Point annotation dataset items
____________________
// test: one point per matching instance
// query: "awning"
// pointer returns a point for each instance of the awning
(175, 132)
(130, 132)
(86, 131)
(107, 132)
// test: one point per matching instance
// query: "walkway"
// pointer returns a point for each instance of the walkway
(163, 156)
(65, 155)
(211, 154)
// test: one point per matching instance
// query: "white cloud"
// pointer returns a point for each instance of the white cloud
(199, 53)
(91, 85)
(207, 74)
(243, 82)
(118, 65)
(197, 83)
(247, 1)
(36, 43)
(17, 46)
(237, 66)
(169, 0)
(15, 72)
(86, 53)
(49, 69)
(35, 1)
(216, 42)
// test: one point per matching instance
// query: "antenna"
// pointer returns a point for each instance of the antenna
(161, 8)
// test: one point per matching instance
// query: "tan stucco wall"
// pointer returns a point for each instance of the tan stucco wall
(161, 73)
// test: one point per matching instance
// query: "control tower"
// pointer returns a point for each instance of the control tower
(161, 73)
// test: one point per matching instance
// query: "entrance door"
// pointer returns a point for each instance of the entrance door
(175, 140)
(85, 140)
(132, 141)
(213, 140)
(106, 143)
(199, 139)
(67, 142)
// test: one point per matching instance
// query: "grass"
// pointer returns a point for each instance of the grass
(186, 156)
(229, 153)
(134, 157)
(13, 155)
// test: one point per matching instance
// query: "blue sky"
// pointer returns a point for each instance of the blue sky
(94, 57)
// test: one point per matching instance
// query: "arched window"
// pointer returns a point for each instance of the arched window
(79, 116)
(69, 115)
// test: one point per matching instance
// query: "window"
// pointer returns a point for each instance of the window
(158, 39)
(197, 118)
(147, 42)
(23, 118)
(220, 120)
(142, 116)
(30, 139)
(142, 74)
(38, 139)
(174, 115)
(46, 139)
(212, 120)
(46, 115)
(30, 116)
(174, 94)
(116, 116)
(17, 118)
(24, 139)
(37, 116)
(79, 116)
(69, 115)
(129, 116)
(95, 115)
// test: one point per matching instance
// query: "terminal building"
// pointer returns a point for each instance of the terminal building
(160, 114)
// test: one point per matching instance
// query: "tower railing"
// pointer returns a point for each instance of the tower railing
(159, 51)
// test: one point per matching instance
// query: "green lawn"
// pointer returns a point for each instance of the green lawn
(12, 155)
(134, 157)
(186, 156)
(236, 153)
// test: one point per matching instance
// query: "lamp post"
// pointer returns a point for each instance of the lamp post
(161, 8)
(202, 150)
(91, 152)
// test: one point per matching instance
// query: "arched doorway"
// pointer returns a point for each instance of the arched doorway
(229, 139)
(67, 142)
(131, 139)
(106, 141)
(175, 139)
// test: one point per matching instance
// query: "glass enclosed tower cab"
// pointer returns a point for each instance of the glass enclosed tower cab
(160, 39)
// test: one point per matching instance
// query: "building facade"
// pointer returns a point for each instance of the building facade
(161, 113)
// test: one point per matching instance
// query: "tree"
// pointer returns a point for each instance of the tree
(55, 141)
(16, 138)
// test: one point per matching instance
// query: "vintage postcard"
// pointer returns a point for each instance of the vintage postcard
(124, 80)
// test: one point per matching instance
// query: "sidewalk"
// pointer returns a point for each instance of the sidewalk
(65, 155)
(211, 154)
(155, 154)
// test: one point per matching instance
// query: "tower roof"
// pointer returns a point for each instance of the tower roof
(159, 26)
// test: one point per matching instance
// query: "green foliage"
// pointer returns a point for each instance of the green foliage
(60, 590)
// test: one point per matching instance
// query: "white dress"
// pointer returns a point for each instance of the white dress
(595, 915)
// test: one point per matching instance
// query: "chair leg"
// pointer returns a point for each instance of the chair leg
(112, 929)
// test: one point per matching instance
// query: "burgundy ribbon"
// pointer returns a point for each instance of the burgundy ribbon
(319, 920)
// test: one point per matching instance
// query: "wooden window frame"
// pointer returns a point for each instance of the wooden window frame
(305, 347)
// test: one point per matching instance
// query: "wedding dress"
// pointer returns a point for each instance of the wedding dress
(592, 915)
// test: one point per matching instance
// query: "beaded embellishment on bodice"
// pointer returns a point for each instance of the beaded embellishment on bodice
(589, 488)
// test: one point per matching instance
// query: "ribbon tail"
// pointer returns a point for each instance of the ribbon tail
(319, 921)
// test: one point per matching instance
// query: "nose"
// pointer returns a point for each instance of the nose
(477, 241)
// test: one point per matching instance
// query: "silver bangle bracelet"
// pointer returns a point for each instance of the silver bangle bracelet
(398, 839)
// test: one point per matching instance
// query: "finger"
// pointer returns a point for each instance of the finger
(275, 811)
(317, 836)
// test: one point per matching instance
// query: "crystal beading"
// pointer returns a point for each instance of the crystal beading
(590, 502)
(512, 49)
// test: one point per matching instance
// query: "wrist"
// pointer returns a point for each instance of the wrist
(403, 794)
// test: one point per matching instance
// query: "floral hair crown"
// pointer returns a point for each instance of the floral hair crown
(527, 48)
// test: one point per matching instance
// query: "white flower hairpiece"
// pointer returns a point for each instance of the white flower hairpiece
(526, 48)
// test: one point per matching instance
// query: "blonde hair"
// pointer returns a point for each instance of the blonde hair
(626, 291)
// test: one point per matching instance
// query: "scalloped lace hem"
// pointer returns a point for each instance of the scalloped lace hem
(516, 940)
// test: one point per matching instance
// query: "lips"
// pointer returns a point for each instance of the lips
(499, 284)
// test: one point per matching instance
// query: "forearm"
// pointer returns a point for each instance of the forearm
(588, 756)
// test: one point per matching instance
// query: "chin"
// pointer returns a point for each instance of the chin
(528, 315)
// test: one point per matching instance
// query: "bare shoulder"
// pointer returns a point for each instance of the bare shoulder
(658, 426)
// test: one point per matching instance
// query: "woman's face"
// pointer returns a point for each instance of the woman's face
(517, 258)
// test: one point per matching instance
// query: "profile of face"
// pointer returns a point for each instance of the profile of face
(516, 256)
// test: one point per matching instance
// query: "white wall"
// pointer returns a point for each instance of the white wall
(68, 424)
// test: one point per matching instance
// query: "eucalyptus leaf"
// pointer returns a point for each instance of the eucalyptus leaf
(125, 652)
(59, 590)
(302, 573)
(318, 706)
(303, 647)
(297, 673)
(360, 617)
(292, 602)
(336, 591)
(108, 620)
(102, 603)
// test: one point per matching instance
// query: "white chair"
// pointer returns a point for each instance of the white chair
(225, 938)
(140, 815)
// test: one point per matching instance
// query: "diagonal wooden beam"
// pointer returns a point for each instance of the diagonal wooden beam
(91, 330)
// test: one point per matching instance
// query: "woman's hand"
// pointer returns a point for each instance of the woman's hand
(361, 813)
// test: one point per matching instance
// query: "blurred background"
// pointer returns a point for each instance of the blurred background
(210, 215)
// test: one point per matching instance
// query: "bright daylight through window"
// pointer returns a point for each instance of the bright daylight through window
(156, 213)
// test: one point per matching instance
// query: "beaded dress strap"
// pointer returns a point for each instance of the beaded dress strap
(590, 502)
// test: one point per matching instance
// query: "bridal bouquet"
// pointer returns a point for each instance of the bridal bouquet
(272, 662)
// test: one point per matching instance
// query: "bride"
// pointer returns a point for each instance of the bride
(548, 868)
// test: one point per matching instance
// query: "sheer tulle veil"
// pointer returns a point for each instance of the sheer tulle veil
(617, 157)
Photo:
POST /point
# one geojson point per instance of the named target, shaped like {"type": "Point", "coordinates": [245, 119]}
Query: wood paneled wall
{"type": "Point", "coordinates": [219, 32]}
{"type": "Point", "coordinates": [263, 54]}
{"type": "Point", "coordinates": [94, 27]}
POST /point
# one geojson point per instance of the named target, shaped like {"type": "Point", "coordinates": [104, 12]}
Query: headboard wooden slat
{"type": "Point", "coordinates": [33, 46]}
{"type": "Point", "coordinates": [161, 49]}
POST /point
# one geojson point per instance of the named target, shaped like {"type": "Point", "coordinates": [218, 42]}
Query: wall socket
____________________
* [Goal] Count the lines in the items above that contain the string "facade", and give only that number.

* [Exercise solution] 2